===== Data supplied =====

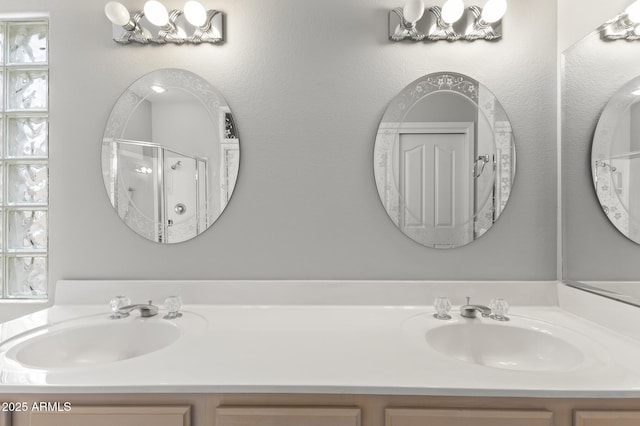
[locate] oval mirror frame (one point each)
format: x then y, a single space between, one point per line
170 155
429 159
612 152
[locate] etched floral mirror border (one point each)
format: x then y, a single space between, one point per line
394 116
601 167
125 106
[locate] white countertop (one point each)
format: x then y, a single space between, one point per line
376 349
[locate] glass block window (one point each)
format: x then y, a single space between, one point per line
24 165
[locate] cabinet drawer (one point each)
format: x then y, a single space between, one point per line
287 416
460 417
109 416
607 418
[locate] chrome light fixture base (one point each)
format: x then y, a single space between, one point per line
431 27
176 30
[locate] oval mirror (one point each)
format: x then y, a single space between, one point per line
615 154
444 160
170 155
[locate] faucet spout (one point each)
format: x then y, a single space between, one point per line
471 311
146 310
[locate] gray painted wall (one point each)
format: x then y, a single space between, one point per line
593 248
308 82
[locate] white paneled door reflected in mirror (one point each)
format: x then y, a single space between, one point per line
170 156
444 160
615 160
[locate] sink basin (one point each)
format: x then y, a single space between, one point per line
524 344
91 341
507 347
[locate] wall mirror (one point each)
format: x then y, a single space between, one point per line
444 160
170 155
615 160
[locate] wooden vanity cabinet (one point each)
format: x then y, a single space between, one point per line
287 416
607 418
466 417
110 416
280 409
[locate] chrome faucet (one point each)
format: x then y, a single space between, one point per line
471 311
146 311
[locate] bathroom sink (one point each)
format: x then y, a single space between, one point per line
91 341
505 346
523 344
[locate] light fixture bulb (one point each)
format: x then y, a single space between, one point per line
633 12
156 13
117 13
195 13
493 11
452 11
413 10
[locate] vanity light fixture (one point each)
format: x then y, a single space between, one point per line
450 22
155 24
625 26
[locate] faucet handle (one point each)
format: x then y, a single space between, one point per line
173 305
116 303
442 306
499 309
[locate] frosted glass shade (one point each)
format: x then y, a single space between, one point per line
156 13
633 12
413 10
452 11
117 13
494 10
195 13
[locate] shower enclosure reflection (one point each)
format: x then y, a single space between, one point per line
615 161
158 192
170 156
444 160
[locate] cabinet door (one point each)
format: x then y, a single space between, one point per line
287 416
110 416
460 417
607 418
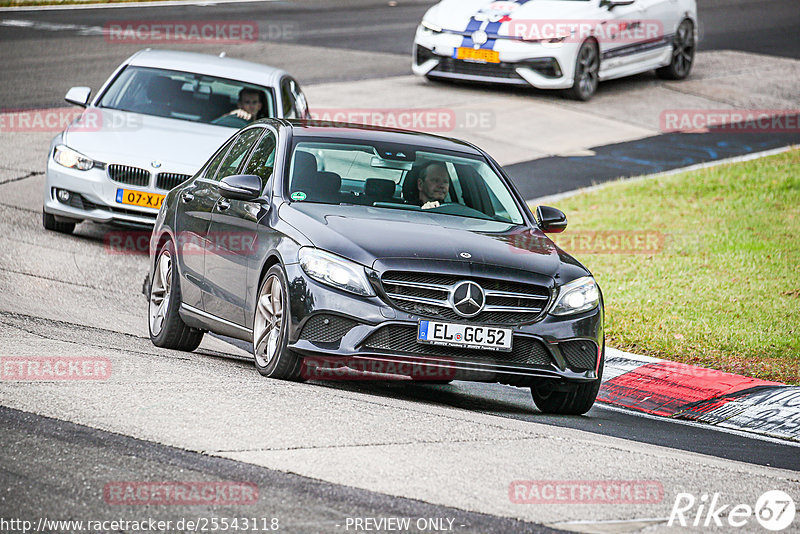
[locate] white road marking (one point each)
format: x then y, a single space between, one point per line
706 426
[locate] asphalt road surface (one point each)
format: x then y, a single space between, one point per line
392 449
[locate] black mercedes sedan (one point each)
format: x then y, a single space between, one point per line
377 252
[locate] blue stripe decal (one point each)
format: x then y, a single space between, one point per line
491 29
423 330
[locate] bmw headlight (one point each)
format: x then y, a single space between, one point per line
430 28
335 271
577 296
67 157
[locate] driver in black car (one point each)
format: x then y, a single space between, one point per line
250 105
433 185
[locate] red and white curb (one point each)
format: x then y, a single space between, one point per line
687 392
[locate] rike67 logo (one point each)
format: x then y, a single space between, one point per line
774 510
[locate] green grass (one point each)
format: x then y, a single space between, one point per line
724 291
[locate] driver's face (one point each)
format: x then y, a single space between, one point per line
250 103
435 185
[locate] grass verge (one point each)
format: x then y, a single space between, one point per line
35 3
721 286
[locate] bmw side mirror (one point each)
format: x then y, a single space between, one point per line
78 96
551 220
240 187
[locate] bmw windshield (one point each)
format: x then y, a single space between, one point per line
400 178
183 95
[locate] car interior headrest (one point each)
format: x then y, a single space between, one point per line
379 187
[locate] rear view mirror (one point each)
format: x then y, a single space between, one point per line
240 187
551 220
78 96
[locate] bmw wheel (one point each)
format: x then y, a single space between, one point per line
270 329
167 329
682 53
587 69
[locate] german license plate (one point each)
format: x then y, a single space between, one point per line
482 55
139 198
465 336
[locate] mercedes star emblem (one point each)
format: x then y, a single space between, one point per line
468 299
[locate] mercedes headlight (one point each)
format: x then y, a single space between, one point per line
67 157
577 296
335 271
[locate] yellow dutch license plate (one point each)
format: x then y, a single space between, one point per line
139 198
484 56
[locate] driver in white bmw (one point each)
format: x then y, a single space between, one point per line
249 105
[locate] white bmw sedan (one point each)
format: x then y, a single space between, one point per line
556 44
150 127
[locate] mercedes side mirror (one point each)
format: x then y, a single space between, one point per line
611 4
240 187
551 220
78 96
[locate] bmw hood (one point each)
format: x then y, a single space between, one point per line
114 136
495 17
367 235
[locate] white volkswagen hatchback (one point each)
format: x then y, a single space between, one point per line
556 44
150 127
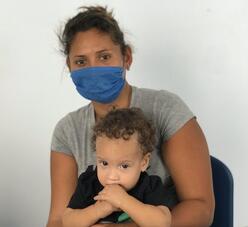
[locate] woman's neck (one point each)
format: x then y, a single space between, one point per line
123 101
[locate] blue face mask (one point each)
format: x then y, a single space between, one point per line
100 84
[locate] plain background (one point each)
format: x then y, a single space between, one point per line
197 49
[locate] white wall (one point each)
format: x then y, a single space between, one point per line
197 49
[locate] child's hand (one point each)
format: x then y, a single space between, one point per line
113 194
104 208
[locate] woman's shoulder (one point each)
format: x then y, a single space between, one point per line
154 97
75 116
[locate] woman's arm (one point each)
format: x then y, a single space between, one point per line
144 215
187 158
63 183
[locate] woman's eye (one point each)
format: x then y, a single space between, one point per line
124 166
105 57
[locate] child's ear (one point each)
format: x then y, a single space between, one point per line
145 162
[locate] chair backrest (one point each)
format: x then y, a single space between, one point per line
223 191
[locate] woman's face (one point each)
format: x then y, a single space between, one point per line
95 48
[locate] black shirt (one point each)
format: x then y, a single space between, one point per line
149 190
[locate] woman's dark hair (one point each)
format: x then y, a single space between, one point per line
123 123
92 17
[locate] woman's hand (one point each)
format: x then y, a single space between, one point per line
104 208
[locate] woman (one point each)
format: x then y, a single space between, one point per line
98 58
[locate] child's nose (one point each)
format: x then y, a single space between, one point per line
113 176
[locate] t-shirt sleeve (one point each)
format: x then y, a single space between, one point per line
173 114
60 139
156 194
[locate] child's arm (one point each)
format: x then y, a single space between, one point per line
88 216
142 214
145 214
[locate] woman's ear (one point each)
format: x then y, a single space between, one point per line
128 59
145 162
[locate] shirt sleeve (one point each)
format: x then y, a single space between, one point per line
60 139
157 194
87 188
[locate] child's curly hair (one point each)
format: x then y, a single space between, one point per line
123 123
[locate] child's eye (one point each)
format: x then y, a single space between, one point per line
104 57
103 163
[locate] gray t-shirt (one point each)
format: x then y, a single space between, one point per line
72 134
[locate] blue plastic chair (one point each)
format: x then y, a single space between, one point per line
223 192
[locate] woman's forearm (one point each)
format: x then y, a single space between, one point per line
192 213
80 217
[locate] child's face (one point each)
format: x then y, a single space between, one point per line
120 161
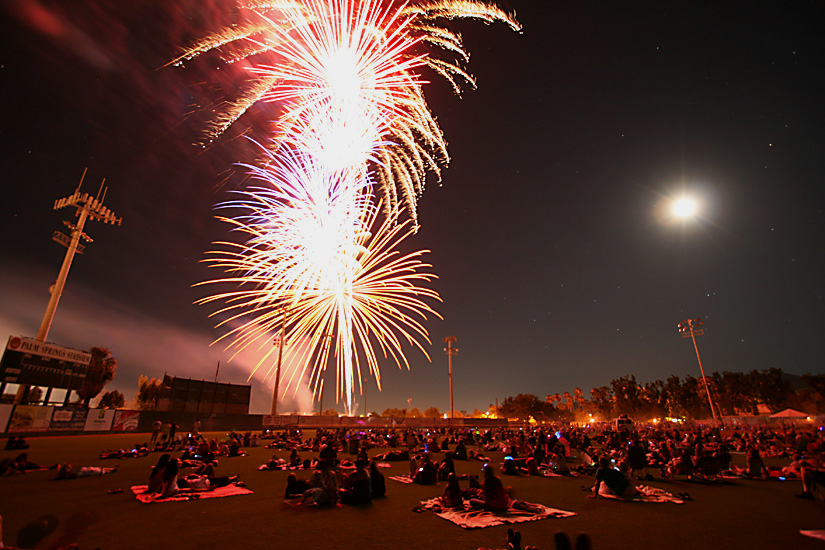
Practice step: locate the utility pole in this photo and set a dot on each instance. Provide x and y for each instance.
(281, 339)
(686, 329)
(323, 374)
(450, 351)
(87, 207)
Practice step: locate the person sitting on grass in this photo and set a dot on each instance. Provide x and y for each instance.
(156, 477)
(295, 487)
(558, 464)
(495, 498)
(426, 473)
(169, 484)
(66, 471)
(357, 487)
(446, 467)
(379, 484)
(811, 472)
(615, 482)
(323, 490)
(452, 493)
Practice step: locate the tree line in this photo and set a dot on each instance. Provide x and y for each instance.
(732, 394)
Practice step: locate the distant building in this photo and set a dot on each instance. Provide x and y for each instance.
(187, 395)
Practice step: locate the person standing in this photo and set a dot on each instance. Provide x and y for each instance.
(156, 426)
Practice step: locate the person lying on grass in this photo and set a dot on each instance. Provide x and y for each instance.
(66, 471)
(616, 482)
(496, 497)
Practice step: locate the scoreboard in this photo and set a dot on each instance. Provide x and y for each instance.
(29, 361)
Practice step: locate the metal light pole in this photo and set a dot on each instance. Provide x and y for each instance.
(686, 328)
(450, 351)
(88, 207)
(281, 339)
(323, 375)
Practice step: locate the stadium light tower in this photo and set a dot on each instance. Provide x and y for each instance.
(687, 329)
(450, 351)
(280, 342)
(87, 207)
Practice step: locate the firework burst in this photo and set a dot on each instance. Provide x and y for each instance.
(344, 73)
(345, 77)
(314, 246)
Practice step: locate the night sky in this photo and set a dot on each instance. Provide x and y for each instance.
(557, 264)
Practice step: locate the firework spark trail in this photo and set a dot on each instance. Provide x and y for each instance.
(301, 52)
(344, 73)
(323, 256)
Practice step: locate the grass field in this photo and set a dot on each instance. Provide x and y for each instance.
(732, 515)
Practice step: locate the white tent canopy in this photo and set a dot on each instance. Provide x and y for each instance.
(789, 413)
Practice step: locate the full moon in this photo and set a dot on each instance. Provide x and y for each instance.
(684, 208)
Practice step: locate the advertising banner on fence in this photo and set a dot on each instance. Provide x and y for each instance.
(99, 420)
(30, 418)
(125, 421)
(5, 414)
(68, 419)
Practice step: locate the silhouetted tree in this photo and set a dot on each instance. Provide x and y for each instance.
(148, 393)
(102, 368)
(111, 400)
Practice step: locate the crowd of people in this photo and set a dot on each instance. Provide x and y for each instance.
(339, 470)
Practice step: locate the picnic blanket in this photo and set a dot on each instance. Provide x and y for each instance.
(816, 534)
(470, 518)
(230, 490)
(647, 494)
(402, 479)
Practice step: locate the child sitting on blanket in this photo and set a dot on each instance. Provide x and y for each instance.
(357, 488)
(65, 471)
(295, 487)
(615, 482)
(156, 477)
(496, 497)
(377, 481)
(323, 489)
(452, 493)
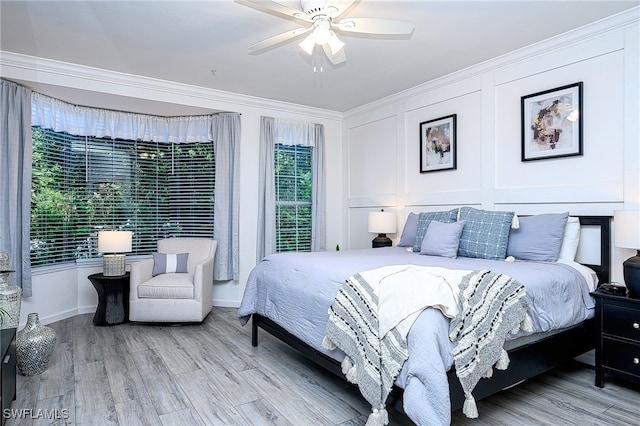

=====

**Problem**
Would you print exactly, and only, the lines of the data above from the line with "[locate] plain background (one point each)" through the line with "[locate] child's hand (one point each)", inclusive?

**Reply to the exercise**
[locate] plain background (one point each)
format: x then y, a single space between, one point per line
197 49
[locate] white wall (one point each)
format: x then y, a single space between, one point per line
197 49
[locate] child's hand (one point each)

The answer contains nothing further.